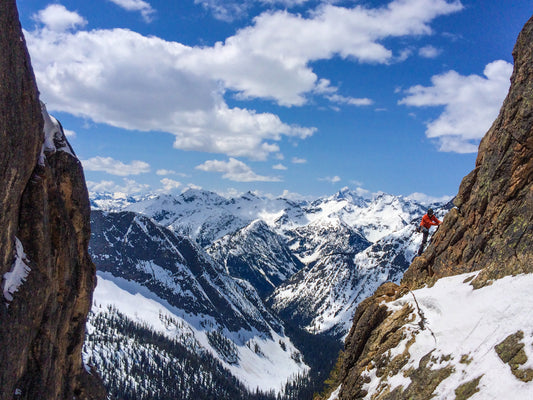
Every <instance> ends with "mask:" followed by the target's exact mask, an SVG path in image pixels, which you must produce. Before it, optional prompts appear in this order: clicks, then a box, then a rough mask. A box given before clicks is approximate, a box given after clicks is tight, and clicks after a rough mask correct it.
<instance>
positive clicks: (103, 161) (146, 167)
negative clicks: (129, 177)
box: [81, 156, 150, 176]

________________________

WORK ITEM: Copy the rows above word for word, leaving out the picture.

EXERCISE OUTPUT:
Every <instance> ends with "mask:" followed by the target's exact mask, an SVG path in image pixels, which you must produce. Before it, optional prompts appear in this order: clicks, then a box, then a rough mask. A box given before clicks is approximate, a box given after clicks is tight, and clicks after a rough mask correct it.
<instance>
positive clicks: (103, 161) (146, 167)
negative clicks: (129, 177)
box: [81, 156, 150, 176]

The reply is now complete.